- [PROBLEM REQUIREMENTS]
Locate each line in the records containing "trousers". Copy it.

[Data items]
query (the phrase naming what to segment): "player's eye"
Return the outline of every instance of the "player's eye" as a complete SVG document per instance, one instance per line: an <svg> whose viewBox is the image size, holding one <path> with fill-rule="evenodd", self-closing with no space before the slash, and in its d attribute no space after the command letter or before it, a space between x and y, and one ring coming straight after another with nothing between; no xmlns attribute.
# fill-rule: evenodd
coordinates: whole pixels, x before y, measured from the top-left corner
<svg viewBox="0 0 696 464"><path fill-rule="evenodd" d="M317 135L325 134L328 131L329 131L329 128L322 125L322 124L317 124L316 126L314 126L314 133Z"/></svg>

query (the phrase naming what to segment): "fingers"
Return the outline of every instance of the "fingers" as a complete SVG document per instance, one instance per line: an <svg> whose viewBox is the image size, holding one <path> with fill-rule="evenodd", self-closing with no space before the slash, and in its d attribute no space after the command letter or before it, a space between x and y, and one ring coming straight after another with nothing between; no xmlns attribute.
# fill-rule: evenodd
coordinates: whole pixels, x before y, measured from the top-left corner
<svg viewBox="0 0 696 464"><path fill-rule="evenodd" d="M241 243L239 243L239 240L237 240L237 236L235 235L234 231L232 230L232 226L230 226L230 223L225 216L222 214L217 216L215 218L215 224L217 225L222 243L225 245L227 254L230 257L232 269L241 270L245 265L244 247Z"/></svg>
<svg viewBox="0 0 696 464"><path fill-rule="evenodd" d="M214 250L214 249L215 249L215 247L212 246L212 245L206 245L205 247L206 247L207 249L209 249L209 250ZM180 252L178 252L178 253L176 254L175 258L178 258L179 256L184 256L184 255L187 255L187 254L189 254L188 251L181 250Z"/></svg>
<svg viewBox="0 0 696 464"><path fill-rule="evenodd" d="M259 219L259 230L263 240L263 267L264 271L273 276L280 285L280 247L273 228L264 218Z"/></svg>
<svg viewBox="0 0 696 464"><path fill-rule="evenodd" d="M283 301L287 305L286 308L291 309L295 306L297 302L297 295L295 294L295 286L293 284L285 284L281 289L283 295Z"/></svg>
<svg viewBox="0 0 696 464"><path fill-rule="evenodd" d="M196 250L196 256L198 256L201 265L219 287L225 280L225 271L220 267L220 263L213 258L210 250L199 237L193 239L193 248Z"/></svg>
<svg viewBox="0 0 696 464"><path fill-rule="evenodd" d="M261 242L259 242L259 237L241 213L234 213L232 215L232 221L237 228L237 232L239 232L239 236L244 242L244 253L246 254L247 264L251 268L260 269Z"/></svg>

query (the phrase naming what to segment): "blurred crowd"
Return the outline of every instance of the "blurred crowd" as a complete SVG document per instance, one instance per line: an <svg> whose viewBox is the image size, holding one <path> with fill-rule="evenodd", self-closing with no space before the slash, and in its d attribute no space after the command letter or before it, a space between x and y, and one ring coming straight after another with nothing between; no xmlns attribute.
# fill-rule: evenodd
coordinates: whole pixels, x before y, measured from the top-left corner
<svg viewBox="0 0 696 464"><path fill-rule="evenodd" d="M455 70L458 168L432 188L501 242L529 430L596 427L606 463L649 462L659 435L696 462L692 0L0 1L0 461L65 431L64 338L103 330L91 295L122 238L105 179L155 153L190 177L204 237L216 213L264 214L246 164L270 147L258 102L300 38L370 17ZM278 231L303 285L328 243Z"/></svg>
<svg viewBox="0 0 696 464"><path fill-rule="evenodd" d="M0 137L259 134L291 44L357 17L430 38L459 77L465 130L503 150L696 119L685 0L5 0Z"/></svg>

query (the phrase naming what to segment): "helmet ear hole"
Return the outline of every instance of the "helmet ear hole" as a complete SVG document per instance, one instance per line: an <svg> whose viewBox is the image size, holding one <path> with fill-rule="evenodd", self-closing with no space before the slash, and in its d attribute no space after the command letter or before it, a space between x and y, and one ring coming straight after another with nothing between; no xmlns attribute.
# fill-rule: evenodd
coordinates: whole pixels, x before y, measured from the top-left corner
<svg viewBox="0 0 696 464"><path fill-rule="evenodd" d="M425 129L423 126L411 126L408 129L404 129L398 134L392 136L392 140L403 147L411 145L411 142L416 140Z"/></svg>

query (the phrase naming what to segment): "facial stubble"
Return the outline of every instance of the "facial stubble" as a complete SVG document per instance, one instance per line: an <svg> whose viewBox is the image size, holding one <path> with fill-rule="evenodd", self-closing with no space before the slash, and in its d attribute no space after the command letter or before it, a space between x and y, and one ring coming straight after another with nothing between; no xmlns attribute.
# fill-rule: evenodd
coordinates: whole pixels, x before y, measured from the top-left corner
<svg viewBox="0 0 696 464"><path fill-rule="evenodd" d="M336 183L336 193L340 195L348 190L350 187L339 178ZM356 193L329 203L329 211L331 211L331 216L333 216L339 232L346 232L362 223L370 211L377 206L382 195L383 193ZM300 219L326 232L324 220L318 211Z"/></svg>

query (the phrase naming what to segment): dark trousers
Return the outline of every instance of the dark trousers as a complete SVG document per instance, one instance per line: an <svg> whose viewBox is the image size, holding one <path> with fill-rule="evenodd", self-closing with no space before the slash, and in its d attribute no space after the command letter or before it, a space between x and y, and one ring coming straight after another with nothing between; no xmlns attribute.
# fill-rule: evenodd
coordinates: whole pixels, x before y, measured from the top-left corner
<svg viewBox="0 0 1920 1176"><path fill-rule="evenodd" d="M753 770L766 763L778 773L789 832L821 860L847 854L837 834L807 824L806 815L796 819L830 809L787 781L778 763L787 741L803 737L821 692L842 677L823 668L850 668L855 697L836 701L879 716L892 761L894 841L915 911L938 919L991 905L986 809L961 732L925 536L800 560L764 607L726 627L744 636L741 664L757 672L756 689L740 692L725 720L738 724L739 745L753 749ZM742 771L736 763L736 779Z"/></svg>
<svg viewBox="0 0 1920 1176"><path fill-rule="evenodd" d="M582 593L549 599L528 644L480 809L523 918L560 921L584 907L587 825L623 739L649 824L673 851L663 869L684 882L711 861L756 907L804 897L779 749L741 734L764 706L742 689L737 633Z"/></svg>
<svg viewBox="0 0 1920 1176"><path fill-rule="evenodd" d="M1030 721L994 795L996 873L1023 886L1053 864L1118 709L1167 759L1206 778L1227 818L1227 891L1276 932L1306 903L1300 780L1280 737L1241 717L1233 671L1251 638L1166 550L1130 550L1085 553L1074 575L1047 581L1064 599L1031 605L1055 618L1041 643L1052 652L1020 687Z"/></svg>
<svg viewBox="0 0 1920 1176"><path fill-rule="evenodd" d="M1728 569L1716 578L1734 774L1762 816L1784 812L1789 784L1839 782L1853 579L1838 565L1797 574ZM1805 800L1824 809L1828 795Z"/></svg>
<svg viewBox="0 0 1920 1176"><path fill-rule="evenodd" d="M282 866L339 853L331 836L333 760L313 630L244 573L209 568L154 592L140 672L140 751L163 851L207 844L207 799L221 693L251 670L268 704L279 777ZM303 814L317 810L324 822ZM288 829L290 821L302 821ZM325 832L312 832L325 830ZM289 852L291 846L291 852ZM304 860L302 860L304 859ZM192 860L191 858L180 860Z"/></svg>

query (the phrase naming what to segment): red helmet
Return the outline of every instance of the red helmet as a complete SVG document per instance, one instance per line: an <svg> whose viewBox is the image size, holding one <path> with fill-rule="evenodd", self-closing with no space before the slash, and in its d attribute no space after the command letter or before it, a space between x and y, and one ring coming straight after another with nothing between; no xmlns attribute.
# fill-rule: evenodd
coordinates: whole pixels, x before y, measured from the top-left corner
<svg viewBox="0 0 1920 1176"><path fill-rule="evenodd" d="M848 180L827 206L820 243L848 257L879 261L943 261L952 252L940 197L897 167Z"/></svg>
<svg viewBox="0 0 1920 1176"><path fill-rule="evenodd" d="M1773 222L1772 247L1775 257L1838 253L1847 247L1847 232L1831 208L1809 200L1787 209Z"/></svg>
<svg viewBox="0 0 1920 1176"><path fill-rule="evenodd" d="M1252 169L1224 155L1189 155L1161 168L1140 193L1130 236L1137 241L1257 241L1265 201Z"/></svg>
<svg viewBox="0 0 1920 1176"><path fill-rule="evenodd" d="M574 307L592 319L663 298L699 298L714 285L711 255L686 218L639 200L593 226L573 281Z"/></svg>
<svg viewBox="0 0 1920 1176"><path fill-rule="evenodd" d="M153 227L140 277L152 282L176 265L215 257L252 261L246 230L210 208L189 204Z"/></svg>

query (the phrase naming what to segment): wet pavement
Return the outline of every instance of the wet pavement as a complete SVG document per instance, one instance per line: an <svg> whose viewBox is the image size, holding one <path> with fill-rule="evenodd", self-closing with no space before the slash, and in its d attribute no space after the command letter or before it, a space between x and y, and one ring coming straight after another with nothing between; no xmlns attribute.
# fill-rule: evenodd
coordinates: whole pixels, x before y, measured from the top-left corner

- [ANSWER TO THIS PROBLEM]
query (the phrase naming what to segment): dark trousers
Return the outline of every instance of the dark trousers as a complete SVG document per instance, one instance per line: an <svg> whose viewBox is the image size, holding one <path> with fill-rule="evenodd", self-closing with no space before the slash, and in its d attribute no space after the command letter or before it, a space between x and y, and one ring coming straight after another with nothing between; no xmlns attribute.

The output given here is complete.